Extracted records

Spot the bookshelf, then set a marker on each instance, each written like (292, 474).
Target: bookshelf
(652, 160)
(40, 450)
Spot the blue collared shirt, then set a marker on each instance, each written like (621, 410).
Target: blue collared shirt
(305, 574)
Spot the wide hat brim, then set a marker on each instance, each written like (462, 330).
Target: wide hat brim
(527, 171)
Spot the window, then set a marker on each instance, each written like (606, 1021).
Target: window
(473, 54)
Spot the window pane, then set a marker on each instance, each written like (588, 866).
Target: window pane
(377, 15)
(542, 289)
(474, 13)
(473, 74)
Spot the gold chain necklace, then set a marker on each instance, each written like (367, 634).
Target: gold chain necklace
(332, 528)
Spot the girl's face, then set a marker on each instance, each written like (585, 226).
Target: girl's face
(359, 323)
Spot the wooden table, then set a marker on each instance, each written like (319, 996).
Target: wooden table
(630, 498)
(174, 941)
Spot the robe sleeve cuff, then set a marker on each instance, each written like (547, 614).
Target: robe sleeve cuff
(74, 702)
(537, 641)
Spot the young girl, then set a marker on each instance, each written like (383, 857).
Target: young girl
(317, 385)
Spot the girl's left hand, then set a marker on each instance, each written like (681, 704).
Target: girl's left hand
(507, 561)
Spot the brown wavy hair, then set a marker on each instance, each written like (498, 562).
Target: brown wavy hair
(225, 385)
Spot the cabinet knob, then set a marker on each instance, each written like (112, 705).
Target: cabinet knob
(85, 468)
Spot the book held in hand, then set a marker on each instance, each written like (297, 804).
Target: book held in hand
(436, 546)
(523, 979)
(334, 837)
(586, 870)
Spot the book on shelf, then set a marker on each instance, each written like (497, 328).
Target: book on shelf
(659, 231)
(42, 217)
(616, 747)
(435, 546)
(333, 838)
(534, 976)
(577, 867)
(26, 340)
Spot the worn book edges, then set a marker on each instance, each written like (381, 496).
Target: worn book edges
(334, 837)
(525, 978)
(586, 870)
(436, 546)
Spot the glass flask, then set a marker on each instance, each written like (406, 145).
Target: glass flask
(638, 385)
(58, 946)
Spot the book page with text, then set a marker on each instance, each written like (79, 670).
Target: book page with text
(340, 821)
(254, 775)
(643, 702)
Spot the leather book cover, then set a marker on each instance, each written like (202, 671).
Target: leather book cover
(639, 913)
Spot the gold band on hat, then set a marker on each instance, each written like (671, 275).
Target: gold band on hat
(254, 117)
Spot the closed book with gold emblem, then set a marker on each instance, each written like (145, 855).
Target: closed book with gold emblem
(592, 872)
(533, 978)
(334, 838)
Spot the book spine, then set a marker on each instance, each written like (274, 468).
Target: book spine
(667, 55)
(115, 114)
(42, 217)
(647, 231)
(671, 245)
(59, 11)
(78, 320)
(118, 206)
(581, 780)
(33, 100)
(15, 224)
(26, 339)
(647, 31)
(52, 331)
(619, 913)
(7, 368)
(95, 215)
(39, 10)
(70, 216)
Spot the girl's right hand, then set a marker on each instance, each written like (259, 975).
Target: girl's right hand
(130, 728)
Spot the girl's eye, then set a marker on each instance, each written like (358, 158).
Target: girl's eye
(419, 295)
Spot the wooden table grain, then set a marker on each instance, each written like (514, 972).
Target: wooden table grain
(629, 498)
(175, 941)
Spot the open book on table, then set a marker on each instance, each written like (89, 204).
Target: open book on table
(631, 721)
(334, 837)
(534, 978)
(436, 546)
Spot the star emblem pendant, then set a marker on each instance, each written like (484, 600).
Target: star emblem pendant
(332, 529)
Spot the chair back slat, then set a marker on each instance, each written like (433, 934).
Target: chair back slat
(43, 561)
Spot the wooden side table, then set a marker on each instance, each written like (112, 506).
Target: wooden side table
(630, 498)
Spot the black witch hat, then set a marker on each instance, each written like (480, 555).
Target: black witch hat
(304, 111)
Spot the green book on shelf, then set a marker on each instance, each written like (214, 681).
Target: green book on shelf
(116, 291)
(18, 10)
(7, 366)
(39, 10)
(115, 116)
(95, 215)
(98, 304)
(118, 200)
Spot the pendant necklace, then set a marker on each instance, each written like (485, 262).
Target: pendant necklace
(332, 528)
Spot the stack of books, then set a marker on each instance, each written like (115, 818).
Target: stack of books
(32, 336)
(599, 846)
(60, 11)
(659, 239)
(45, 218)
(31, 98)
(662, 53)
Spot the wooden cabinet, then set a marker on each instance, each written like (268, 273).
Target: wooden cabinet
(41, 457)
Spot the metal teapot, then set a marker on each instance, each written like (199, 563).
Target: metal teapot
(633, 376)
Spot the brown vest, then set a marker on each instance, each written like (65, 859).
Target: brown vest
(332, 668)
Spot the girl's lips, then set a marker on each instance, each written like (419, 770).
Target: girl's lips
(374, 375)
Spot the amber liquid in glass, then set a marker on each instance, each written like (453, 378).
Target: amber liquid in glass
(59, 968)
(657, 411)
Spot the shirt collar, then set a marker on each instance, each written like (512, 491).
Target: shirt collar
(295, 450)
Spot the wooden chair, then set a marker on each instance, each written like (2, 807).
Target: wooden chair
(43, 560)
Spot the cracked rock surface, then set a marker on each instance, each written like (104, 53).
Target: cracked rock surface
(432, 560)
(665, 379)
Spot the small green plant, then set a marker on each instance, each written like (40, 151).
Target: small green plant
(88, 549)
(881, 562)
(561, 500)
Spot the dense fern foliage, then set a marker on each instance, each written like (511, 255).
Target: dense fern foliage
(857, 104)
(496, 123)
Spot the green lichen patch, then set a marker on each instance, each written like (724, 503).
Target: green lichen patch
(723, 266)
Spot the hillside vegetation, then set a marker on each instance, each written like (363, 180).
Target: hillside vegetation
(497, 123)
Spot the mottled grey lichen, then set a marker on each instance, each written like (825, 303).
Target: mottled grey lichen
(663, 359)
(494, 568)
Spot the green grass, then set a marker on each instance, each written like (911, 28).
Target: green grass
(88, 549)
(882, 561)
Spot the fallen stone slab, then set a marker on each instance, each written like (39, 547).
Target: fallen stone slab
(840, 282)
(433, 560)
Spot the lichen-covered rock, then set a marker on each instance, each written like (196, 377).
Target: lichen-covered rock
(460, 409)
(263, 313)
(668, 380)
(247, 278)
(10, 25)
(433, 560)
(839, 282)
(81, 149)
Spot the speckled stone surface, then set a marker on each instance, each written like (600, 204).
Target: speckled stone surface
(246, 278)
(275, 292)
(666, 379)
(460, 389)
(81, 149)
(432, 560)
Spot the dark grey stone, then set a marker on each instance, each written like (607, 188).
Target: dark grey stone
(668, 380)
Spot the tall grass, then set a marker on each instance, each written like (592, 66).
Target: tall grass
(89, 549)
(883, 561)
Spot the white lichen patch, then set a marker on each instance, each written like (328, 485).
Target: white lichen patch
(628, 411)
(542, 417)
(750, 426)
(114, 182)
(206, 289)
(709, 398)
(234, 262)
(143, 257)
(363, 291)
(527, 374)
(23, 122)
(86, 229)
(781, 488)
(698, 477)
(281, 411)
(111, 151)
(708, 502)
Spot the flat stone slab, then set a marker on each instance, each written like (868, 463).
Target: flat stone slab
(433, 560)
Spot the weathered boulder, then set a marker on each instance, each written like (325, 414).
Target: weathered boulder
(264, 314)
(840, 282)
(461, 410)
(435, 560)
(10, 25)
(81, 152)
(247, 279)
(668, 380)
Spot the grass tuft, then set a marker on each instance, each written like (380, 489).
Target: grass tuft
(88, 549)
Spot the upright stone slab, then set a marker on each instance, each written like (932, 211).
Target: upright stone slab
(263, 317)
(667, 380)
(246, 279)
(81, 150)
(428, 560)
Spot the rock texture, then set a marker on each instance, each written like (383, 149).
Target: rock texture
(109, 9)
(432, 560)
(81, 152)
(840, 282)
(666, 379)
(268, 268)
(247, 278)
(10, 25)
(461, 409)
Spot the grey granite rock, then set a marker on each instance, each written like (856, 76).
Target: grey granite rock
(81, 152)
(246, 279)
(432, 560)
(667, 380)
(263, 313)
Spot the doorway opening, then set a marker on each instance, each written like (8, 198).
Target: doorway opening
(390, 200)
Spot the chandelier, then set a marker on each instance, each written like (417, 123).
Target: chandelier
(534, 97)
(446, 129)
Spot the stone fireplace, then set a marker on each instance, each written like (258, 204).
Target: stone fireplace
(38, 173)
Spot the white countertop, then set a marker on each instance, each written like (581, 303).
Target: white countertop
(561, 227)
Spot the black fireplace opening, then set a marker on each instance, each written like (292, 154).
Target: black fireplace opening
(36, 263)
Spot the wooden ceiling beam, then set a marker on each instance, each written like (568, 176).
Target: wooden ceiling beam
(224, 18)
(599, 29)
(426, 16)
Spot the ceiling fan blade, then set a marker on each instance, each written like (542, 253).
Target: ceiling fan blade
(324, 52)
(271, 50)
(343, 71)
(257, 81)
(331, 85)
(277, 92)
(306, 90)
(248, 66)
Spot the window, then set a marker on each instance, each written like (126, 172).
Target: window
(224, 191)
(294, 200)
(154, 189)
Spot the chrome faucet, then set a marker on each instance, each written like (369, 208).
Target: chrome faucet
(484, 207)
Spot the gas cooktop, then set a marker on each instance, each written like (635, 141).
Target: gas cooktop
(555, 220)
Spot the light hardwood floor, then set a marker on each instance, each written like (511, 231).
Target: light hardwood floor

Problem to solve
Offset the answer coordinates by adding 54 to every number in them, and write out again every line from the line with "like (126, 172)." up to and including the last line of the records. Leave the sample coordinates that follow "written like" unchanged.

Reply
Spot the window, then set a marker on each instance, each written like (126, 172).
Target: window
(278, 245)
(348, 254)
(208, 243)
Spot the chrome faucet, then set a marker on each instance, each written like (369, 208).
Target: chrome faucet
(538, 261)
Spot the gas cooktop, then set a marker on each instance, each written like (635, 141).
Target: gas cooktop
(609, 274)
Spot the light hardwood floor, then set a marker on each instance, each written like (511, 231).
Target: light hardwood floor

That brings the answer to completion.